__Required work__
Could you put each line of the material below, starting with the line containing "Query: woman's left hand" and ending with the last line of the material, into a JSON list of strings with one string per line and any blank lines omitted?

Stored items
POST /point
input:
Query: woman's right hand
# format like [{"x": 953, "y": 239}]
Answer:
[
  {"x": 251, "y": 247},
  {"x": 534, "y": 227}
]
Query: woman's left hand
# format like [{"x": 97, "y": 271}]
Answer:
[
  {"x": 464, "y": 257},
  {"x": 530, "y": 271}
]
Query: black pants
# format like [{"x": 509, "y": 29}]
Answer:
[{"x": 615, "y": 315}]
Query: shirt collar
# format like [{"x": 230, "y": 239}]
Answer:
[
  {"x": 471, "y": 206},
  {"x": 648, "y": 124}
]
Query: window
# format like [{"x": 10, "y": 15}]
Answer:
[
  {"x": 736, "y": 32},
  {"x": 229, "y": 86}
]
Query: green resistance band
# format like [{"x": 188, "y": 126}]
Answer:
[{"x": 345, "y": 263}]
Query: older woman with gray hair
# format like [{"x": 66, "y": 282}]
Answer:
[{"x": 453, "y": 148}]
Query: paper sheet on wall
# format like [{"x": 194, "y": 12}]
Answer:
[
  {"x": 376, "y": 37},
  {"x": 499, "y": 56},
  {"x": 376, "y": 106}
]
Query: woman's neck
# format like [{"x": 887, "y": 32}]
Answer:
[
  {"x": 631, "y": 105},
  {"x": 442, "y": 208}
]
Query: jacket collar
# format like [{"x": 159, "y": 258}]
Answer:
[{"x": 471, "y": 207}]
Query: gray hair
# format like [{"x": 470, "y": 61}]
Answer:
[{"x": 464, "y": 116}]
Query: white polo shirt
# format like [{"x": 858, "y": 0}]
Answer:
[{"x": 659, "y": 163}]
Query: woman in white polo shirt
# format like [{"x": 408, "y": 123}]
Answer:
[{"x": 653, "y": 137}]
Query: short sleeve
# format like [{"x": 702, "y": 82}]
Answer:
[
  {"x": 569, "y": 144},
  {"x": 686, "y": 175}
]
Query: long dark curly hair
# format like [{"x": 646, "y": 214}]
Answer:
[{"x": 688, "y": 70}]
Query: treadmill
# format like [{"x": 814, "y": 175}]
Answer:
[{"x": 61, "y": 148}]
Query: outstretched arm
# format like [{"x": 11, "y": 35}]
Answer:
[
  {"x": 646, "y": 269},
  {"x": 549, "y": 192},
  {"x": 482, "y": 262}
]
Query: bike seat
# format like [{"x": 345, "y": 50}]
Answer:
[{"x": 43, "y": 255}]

__Output of the exercise__
[
  "Query: woman's left hand",
  "# format like [{\"x\": 97, \"y\": 271}]",
  "Answer:",
  "[",
  "  {\"x\": 464, \"y\": 257},",
  "  {\"x\": 530, \"y\": 271}",
  "]",
  "Query: black pants",
  "# format like [{\"x\": 509, \"y\": 29}]",
  "Answer:",
  "[{\"x\": 615, \"y\": 315}]",
  "Query: shirt collar",
  "# format like [{\"x\": 230, \"y\": 239}]",
  "Answer:",
  "[",
  "  {\"x\": 471, \"y\": 206},",
  "  {\"x\": 648, \"y\": 124}",
  "]",
  "Query: window",
  "# format like [{\"x\": 10, \"y\": 15}]",
  "Answer:",
  "[",
  "  {\"x\": 736, \"y\": 32},",
  "  {\"x\": 229, \"y\": 86}",
  "]",
  "Query: green resistance band",
  "# format like [{\"x\": 188, \"y\": 126}]",
  "Answer:",
  "[{\"x\": 345, \"y\": 263}]",
  "Query: older woman with gray hair",
  "# format like [{\"x\": 66, \"y\": 282}]",
  "Answer:",
  "[{\"x\": 453, \"y\": 148}]",
  "Query: paper sheet on wall",
  "# format like [{\"x\": 194, \"y\": 12}]",
  "Answer:",
  "[",
  "  {\"x\": 376, \"y\": 37},",
  "  {\"x\": 499, \"y\": 56},",
  "  {\"x\": 376, \"y\": 106}",
  "]",
  "Query: woman's neck",
  "# format like [{\"x\": 887, \"y\": 32}]",
  "Answer:",
  "[",
  "  {\"x\": 631, \"y\": 105},",
  "  {\"x\": 442, \"y\": 208}",
  "]",
  "Query: jacket collar",
  "# format like [{\"x\": 159, \"y\": 258}]",
  "Answer:",
  "[{\"x\": 471, \"y\": 207}]",
  "Query: gray hair",
  "# format like [{\"x\": 470, \"y\": 61}]",
  "Answer:",
  "[{\"x\": 464, \"y\": 116}]",
  "Query: white polo shirt",
  "# format like [{\"x\": 858, \"y\": 0}]",
  "Answer:",
  "[{\"x\": 659, \"y\": 163}]",
  "Query: woman in white polo shirt",
  "# format like [{\"x\": 408, \"y\": 123}]",
  "Answer:",
  "[{\"x\": 653, \"y\": 137}]",
  "Query: short sleeve",
  "# format like [{\"x\": 702, \"y\": 82}]",
  "Answer:",
  "[",
  "  {\"x\": 569, \"y\": 144},",
  "  {\"x\": 686, \"y\": 175}",
  "]",
  "Query: long dark curly hair",
  "# format like [{\"x\": 646, \"y\": 214}]",
  "Answer:",
  "[{\"x\": 688, \"y\": 70}]",
  "Query: treadmill",
  "# format like [{\"x\": 814, \"y\": 175}]",
  "Answer:",
  "[{\"x\": 61, \"y\": 148}]",
  "Query: outstretched arm",
  "# format like [{\"x\": 11, \"y\": 35}]",
  "Answer:",
  "[",
  "  {\"x\": 646, \"y\": 269},",
  "  {\"x\": 549, \"y\": 192},",
  "  {\"x\": 482, \"y\": 262}",
  "]",
  "Query: bike seat",
  "# format like [{\"x\": 345, \"y\": 50}]",
  "Answer:",
  "[{\"x\": 43, \"y\": 255}]"
]